Start of SOURCE RECORDS

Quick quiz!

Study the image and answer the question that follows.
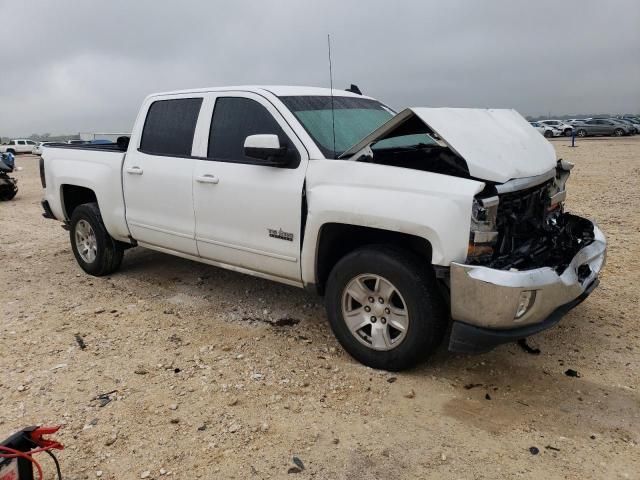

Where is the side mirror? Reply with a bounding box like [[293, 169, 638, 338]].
[[244, 134, 289, 167]]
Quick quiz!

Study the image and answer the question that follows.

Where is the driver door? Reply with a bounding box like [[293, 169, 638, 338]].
[[193, 92, 308, 284]]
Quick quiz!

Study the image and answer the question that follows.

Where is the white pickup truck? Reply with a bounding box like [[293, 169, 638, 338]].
[[41, 86, 606, 370]]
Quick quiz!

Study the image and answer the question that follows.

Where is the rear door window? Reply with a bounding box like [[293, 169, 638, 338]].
[[140, 98, 202, 156], [207, 97, 300, 168]]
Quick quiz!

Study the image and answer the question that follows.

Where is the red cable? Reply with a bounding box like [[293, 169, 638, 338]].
[[0, 445, 47, 480]]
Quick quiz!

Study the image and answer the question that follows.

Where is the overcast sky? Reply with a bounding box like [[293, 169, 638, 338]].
[[0, 0, 640, 137]]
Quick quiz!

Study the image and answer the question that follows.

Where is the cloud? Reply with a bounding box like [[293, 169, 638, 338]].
[[0, 0, 640, 136]]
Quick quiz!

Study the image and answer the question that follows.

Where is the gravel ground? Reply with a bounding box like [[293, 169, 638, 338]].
[[0, 137, 640, 479]]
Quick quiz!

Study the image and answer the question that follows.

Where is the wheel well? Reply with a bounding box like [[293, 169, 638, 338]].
[[62, 185, 98, 220], [316, 223, 432, 295]]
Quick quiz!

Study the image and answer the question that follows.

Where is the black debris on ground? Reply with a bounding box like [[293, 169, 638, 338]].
[[518, 338, 540, 355], [464, 383, 482, 390], [292, 457, 304, 470], [91, 390, 118, 407], [75, 333, 87, 350], [271, 317, 300, 327]]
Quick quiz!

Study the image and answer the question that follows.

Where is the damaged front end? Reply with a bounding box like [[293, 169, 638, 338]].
[[467, 160, 594, 273], [449, 160, 606, 352]]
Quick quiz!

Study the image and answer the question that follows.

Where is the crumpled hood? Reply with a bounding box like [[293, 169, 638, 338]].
[[341, 107, 556, 183]]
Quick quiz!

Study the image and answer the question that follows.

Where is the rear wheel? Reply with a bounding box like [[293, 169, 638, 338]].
[[69, 203, 124, 277], [326, 246, 447, 371]]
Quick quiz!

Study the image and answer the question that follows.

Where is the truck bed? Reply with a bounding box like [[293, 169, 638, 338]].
[[44, 142, 127, 152], [42, 143, 129, 241]]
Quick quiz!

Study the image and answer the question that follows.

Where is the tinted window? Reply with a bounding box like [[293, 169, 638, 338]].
[[207, 97, 299, 167], [280, 95, 393, 158], [140, 98, 202, 155]]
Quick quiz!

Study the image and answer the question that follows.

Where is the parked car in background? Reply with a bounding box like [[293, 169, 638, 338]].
[[619, 115, 640, 125], [31, 142, 56, 155], [567, 118, 591, 127], [608, 118, 640, 135], [529, 122, 562, 138], [574, 118, 631, 137], [538, 120, 573, 137], [0, 139, 36, 155]]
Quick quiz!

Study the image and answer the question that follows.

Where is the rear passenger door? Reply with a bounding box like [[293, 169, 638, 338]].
[[193, 92, 308, 283], [122, 95, 203, 256]]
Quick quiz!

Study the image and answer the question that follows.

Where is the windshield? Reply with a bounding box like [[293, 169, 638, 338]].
[[280, 95, 395, 158]]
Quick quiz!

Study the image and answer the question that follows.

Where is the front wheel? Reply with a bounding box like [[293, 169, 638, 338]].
[[326, 246, 447, 371], [69, 203, 124, 277]]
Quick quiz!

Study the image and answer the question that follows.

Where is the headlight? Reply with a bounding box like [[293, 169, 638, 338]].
[[467, 196, 500, 259]]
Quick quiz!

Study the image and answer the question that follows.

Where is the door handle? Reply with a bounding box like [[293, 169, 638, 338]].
[[196, 173, 220, 184], [127, 167, 143, 175]]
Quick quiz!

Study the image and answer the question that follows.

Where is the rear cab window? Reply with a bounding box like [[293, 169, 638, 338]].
[[140, 97, 202, 157], [207, 97, 300, 168]]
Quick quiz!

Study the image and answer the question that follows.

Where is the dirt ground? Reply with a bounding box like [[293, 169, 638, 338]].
[[0, 137, 640, 480]]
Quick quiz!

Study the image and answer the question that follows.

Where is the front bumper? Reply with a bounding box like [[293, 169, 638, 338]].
[[449, 224, 607, 352]]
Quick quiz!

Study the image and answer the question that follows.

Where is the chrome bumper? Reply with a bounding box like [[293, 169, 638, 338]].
[[451, 220, 607, 330]]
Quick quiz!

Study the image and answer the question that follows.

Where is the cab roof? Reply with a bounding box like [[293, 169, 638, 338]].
[[150, 85, 371, 99]]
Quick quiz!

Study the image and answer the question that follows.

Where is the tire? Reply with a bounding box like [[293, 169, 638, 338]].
[[69, 202, 124, 277], [325, 246, 448, 371]]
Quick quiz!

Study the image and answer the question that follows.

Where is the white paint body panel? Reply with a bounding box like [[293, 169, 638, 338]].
[[342, 107, 556, 183], [411, 108, 556, 183], [193, 91, 308, 282], [43, 148, 129, 242], [302, 160, 484, 283]]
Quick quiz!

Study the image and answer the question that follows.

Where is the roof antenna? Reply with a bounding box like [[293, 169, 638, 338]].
[[327, 33, 336, 159]]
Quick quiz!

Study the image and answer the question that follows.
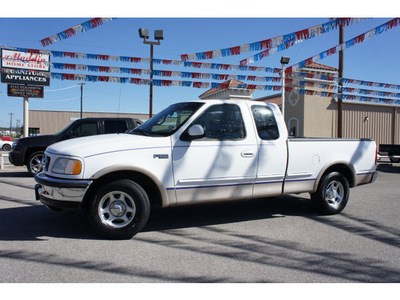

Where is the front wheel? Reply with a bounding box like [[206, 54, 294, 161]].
[[311, 172, 350, 215], [88, 179, 150, 239]]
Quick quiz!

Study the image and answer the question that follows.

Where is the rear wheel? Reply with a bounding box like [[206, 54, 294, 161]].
[[311, 172, 350, 215], [88, 179, 150, 239], [26, 151, 46, 176]]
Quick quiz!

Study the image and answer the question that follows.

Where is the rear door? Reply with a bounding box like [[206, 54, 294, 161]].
[[249, 104, 288, 197]]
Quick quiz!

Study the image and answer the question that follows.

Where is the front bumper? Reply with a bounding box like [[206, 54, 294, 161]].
[[8, 150, 25, 166], [35, 173, 92, 212]]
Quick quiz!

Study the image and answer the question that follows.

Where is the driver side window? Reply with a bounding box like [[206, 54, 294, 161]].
[[193, 104, 246, 140], [72, 121, 98, 138]]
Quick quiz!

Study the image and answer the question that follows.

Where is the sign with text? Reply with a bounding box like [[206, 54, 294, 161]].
[[1, 49, 50, 72], [7, 84, 44, 98], [1, 68, 50, 86]]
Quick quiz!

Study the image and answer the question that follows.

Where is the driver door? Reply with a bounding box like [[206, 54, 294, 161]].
[[172, 104, 258, 203]]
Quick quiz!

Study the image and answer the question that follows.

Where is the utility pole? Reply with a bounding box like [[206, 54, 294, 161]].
[[337, 22, 344, 138], [79, 83, 86, 119], [8, 113, 14, 135]]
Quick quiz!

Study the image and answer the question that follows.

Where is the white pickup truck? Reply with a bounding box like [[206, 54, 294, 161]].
[[35, 100, 377, 239]]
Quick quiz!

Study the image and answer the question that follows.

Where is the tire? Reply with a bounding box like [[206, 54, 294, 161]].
[[87, 179, 150, 239], [311, 172, 350, 215], [2, 144, 11, 151], [26, 151, 46, 176]]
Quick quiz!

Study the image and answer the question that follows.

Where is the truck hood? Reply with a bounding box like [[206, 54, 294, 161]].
[[46, 133, 170, 158]]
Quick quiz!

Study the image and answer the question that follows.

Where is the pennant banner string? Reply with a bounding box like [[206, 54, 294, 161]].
[[44, 73, 400, 101], [0, 45, 282, 73], [285, 18, 400, 74], [40, 18, 115, 47], [181, 18, 364, 61]]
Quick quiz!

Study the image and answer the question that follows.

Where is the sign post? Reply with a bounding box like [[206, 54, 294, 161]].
[[1, 49, 50, 137]]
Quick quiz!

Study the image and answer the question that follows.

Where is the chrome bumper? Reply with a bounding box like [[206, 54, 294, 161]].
[[35, 173, 92, 203]]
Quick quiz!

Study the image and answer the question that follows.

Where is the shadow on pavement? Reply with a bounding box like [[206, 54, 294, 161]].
[[0, 196, 313, 241]]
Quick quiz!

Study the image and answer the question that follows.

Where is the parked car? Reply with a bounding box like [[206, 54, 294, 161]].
[[9, 118, 142, 176], [35, 100, 377, 239], [0, 138, 12, 151]]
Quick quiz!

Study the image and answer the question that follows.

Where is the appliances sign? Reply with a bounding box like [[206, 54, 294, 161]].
[[1, 49, 50, 72], [7, 84, 44, 98], [1, 68, 50, 86]]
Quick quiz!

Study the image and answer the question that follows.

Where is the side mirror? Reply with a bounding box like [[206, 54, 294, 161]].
[[181, 124, 206, 141], [188, 124, 205, 139]]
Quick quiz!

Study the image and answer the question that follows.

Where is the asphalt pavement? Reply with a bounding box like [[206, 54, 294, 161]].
[[0, 157, 400, 283]]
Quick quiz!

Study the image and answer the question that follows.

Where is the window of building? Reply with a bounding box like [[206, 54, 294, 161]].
[[72, 121, 99, 137]]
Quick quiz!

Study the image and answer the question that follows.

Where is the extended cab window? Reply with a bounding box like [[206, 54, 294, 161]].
[[104, 120, 128, 133], [72, 121, 99, 137], [251, 105, 279, 140], [193, 104, 246, 140]]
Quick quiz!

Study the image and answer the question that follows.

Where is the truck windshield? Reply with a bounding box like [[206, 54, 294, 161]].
[[129, 102, 203, 136]]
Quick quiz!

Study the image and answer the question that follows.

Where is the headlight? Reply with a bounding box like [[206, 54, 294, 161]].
[[51, 158, 82, 175]]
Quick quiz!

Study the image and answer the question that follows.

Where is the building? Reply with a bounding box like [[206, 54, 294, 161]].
[[29, 110, 148, 136], [199, 79, 254, 100], [200, 63, 400, 145]]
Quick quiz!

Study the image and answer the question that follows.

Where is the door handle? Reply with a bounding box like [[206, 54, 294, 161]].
[[241, 152, 254, 158]]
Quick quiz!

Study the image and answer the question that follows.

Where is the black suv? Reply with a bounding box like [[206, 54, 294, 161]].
[[9, 118, 142, 176]]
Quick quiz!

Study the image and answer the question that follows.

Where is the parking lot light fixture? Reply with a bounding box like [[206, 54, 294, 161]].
[[139, 28, 164, 118]]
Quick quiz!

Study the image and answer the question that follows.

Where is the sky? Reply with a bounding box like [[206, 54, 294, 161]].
[[0, 0, 400, 127]]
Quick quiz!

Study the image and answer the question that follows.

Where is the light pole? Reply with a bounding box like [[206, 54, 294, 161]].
[[8, 113, 14, 136], [79, 83, 86, 119], [281, 56, 290, 123], [139, 28, 164, 118]]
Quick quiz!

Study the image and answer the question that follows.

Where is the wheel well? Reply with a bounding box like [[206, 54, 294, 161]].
[[82, 171, 162, 207], [321, 164, 355, 187]]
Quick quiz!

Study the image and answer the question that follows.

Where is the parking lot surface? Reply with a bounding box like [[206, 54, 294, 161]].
[[0, 157, 400, 283]]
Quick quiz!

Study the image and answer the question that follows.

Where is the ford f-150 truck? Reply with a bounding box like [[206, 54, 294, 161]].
[[35, 100, 377, 239]]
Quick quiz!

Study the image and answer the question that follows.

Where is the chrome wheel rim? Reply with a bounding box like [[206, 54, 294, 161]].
[[29, 154, 46, 174], [325, 180, 344, 209], [98, 191, 136, 228]]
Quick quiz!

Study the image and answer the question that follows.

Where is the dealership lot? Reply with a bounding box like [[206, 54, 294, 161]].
[[0, 157, 400, 283]]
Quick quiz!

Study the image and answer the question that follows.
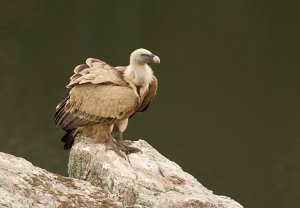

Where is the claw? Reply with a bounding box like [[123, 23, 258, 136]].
[[105, 138, 128, 160]]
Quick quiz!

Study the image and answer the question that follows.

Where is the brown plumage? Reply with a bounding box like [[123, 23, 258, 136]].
[[54, 49, 160, 155]]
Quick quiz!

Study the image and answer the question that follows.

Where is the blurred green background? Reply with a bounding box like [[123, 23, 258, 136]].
[[0, 0, 300, 208]]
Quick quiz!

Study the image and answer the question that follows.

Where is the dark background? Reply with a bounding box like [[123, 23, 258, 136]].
[[0, 0, 300, 208]]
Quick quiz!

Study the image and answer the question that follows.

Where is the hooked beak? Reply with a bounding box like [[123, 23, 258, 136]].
[[152, 55, 160, 64]]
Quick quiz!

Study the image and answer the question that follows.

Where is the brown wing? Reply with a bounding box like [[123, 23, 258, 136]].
[[67, 58, 128, 88], [132, 75, 158, 116], [55, 84, 138, 130]]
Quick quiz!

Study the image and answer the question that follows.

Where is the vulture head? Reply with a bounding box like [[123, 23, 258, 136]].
[[130, 48, 160, 65]]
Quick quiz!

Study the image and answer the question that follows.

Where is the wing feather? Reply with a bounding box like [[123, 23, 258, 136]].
[[137, 75, 158, 112], [55, 84, 138, 130], [67, 58, 128, 88]]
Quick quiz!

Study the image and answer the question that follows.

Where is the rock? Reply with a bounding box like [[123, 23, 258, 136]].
[[68, 138, 242, 208], [0, 153, 122, 208]]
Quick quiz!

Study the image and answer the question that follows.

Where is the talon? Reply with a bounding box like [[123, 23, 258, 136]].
[[117, 141, 143, 155]]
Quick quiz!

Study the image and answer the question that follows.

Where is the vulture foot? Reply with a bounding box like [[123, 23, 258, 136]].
[[105, 138, 128, 160], [117, 141, 142, 155]]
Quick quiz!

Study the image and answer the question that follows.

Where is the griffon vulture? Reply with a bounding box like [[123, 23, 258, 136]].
[[54, 49, 160, 156]]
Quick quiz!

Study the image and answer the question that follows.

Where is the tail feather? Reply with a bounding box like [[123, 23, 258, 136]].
[[61, 129, 76, 150]]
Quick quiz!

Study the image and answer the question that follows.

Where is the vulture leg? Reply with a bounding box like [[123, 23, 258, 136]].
[[117, 131, 142, 155], [105, 137, 127, 159]]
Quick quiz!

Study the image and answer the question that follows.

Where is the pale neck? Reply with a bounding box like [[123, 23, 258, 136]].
[[124, 64, 153, 86]]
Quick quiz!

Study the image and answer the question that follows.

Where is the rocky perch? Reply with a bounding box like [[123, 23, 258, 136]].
[[0, 138, 242, 208]]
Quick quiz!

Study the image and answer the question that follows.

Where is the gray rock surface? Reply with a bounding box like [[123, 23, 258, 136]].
[[68, 138, 242, 208], [0, 153, 122, 208]]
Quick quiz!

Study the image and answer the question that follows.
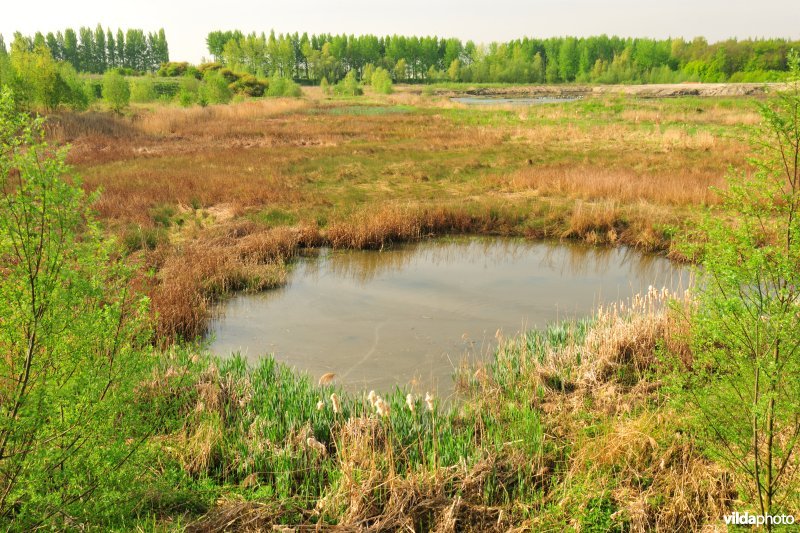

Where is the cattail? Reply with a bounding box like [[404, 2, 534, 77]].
[[375, 397, 391, 416], [406, 393, 414, 413], [319, 372, 336, 385], [425, 392, 433, 411], [306, 437, 328, 455]]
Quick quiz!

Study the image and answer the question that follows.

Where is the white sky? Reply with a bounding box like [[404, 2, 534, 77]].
[[0, 0, 800, 62]]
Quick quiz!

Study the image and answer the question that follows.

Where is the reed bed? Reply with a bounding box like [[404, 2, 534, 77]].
[[142, 289, 737, 532]]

End of SOURCE RECORDS

**PROBLEM:** Put the lines from the start of the rows through the line that contains "[[193, 92, 308, 284]]" into a Markdown table with the columns No. and Line. Number each line, skip blank lines, and leave the pictures out.

**ANSWER FOR THIS EXERCISE:**
| No. | Line |
|---|---|
| 1 | Quick quiz! |
| 2 | Study the image and answer the question that follows. |
| 3 | Where is the side mirror? Reply with a bounding box like [[293, 169, 638, 338]]. |
| 4 | [[244, 134, 289, 167]] |
| 5 | Quick quiz! |
| 6 | Study the image and answer the question that follows. |
| 7 | Where is the driver door? Reply with a bounding box like [[293, 169, 638, 338]]. |
| 8 | [[193, 92, 308, 284]] |